__WORK REQUIRED__
Return, word for word, the lines of the material below, starting at the line that contains "as [550, 620]." and continuing through the end of the material, with both ends included.

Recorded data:
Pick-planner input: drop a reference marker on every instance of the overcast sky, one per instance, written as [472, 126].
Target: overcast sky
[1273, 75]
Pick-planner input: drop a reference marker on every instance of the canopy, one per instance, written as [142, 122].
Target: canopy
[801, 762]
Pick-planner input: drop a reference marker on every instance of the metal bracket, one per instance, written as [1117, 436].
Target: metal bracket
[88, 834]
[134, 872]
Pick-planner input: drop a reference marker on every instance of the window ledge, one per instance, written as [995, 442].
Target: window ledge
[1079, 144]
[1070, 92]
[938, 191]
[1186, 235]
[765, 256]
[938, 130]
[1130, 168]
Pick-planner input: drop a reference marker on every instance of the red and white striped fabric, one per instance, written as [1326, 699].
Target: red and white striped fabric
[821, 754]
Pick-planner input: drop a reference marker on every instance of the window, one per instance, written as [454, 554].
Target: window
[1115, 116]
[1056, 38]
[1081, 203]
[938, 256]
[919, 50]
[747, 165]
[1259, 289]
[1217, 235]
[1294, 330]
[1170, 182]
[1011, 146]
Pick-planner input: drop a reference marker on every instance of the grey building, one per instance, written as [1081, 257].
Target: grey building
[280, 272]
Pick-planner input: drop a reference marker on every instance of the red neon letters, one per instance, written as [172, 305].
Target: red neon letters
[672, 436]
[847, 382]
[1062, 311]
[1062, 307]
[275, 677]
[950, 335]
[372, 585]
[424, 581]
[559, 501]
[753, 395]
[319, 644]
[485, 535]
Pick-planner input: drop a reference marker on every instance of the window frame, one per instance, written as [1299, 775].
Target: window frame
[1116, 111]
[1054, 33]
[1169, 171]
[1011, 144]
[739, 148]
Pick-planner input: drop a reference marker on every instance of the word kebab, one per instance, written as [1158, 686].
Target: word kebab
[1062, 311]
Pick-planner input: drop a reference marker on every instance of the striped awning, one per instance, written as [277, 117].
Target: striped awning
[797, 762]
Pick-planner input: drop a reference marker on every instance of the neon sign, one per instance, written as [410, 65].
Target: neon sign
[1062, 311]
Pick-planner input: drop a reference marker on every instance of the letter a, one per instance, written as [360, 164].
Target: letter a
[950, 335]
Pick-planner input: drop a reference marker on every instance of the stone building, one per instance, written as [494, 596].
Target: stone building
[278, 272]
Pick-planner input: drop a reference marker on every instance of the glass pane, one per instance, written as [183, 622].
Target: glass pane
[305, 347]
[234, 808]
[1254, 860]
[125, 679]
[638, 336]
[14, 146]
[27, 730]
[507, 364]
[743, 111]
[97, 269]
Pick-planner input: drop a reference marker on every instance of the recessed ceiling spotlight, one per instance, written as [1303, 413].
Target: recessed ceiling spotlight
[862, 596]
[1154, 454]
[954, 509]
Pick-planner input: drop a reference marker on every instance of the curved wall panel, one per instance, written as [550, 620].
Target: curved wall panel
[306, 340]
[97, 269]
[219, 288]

__COMPLETE RESPONSE__
Pick-planner input: drop a reference marker on every instance of the curved wall panel, one per instance, written as [550, 620].
Target: curved wall panel
[306, 340]
[97, 269]
[219, 288]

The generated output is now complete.